Aim of the task: Would you transcribe each entry that follows word for word, minus the images?

- - -

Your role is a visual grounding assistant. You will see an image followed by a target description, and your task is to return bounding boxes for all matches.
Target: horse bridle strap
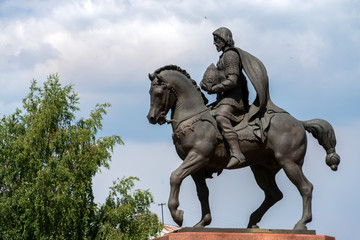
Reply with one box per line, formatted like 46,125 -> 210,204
161,85 -> 177,124
156,76 -> 208,128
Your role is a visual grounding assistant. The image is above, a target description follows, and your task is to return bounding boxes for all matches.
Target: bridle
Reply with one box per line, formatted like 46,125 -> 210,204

- - -

Output for this exercise:
Your role is a visual grounding assistant. You will see an image followed by a target description, and your task is to return bounding boxes for all matches.
Target: horse bridle strap
Reply with one box per line, formatted like 46,125 -> 210,204
161,85 -> 177,124
156,76 -> 208,128
Your role is a visual grounding assistant. The image is above, a target description follows, and your task is to return bounding boxes for all matches.
Target: bridle
Reply with one box per line, formatted like 46,125 -> 210,204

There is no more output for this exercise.